TEXTO DE LEITURA

Os «Cento e Cinquenta religiosíssimos bispos» a que se alude foram os que participaram no II Concílio Ecuménico (Constantinopla, 381). O cânon terceiro de dito Concílio estabelecia:

Citação:

O bispo de Constantinopla, no entanto, terá a prerrogativa de honra depois do bispo de Roma; porque Constantinopla é a Nova Roma.

NPNF2 14:178

O Papa Leão Magno recusou-se a subscrever o cânon 28 de Calcedónia e não reconheceu o cânon 3 de Constantinopla sobre o qual aquele se baseava, com base em que nunca tinha sido enviado a Roma e que era uma violação da ordem nicena. A primeira coisa era provavelmente falsa, e a segunda o era com toda a certeza. O cânon sexto de Niceia (325) não dava uma ordem de honra, mas estabelecia certos privilégios para as sedes de Alexandria e Antioquia:

Citação:

Que prevaleçam os antigos costumes no Egipto, Líbia e Pentápolis, que o bispo de Alexandria tenha jurisdição em todas estas, já que o mesmo é habitual também para o bispo de Roma. De igual modo em Antioquia e nas outras províncias, que as Igrejas conservem os seus privilégios...

NPNF2 14:15

Contudo, em Roma e suas zonas de influência este cânon circulava com o acréscimo «A Igreja de Roma teve sempre a primazia».

[Registos de anotação de coordenadas]
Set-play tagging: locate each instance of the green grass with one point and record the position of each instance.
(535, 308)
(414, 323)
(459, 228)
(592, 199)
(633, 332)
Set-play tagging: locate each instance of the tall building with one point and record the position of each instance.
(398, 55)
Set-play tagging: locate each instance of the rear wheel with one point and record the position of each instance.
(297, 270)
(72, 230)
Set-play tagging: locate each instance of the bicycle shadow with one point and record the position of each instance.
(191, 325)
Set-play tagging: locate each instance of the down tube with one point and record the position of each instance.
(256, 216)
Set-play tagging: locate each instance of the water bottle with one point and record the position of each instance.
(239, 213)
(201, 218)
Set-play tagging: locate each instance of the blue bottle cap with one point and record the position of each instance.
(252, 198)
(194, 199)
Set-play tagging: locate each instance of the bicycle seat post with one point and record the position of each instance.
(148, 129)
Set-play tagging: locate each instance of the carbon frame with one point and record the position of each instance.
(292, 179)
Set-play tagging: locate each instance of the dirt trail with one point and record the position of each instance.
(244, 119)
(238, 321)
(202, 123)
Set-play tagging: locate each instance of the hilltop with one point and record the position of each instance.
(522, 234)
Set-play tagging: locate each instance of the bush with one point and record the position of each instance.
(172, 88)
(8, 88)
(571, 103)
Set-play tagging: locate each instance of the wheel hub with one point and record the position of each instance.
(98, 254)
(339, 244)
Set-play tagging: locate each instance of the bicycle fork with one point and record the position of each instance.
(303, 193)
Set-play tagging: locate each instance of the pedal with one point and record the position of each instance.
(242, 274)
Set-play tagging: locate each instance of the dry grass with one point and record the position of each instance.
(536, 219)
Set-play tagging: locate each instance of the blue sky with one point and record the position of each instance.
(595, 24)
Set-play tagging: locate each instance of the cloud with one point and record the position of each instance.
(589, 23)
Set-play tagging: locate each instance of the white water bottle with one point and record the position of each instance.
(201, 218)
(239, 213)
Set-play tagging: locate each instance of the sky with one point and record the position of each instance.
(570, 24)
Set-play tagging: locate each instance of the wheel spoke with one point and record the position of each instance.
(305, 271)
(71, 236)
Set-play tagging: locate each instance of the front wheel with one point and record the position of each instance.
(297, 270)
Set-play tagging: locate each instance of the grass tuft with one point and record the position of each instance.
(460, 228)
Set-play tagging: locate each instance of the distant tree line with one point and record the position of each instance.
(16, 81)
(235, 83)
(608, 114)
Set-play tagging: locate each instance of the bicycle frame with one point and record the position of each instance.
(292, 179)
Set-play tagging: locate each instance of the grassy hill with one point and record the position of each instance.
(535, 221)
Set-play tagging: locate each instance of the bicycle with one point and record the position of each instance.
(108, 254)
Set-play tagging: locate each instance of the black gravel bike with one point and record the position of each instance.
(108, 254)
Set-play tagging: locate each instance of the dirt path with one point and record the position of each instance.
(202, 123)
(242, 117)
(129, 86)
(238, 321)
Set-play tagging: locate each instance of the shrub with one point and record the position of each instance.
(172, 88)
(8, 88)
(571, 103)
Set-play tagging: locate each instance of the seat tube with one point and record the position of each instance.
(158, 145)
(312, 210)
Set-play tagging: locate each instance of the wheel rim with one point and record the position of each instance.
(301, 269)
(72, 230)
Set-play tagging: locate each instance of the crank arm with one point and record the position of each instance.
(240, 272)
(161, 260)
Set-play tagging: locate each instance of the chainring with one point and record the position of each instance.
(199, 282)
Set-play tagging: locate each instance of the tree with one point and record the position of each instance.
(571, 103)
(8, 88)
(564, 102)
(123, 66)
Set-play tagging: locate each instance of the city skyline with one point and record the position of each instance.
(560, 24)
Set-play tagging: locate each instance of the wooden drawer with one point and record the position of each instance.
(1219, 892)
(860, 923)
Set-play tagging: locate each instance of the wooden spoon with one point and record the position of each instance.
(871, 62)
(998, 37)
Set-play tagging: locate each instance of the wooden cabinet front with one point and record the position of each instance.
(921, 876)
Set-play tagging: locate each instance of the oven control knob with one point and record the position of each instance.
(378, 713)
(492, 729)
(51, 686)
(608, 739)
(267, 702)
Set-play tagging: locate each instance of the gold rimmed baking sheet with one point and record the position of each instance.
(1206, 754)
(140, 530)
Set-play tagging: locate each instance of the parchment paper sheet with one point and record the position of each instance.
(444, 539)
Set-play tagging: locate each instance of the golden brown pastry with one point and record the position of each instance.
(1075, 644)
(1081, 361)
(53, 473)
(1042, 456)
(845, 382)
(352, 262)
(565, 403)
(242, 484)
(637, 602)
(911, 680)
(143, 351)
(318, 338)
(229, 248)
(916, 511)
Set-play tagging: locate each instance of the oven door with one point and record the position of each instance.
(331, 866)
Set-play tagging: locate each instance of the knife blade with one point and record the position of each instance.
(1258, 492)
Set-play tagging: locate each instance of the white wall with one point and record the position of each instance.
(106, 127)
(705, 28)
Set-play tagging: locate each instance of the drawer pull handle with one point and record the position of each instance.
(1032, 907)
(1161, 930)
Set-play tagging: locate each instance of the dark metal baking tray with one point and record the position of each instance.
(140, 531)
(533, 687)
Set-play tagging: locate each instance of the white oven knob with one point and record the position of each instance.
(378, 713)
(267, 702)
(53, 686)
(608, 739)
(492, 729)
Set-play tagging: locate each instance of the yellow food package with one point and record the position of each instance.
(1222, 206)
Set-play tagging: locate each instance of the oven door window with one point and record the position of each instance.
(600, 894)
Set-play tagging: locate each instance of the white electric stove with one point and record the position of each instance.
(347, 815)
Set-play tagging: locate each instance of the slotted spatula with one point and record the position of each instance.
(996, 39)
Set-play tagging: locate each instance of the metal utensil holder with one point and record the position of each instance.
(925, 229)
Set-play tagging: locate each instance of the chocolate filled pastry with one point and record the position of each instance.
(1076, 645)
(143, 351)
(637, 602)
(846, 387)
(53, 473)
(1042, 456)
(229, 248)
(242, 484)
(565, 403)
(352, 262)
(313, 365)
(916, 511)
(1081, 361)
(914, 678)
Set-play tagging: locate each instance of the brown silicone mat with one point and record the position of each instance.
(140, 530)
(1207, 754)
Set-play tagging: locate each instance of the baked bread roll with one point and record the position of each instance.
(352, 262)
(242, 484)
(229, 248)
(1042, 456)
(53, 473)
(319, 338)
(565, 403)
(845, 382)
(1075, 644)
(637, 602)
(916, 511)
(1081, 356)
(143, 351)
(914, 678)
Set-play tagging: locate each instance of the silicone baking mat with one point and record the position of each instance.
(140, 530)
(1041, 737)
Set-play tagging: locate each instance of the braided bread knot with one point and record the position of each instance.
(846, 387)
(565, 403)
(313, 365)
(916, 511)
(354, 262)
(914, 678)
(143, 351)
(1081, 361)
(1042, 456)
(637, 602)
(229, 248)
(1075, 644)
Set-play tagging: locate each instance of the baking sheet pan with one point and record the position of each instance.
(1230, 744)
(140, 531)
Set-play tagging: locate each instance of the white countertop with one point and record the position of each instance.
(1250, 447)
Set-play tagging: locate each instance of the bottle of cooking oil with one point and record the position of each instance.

A FAZER
Reproduza, sem alterações, o trecho do texto sobre os cânones dos concílios que vai de "O Papa Leão" a "os seus privilégios...".

RESULTADO ABAIXO
O Papa Leão Magno recusou-se a subscrever o cânon 28 de Calcedónia e não reconheceu o cânon 3 de Constantinopla sobre o qual aquele se baseava, com base em que nunca tinha sido enviado a Roma e que era uma violação da ordem nicena. A primeira coisa era provavelmente falsa, e a segunda o era com toda a certeza. O cânon sexto de Niceia (325) não dava uma ordem de honra, mas estabelecia certos privilégios para as sedes de Alexandria e Antioquia:

Citação:

Que prevaleçam os antigos costumes no Egipto, Líbia e Pentápolis, que o bispo de Alexandria tenha jurisdição em todas estas, já que o mesmo é habitual também para o bispo de Roma. De igual modo em Antioquia e nas outras províncias, que as Igrejas conservem os seus privilégios...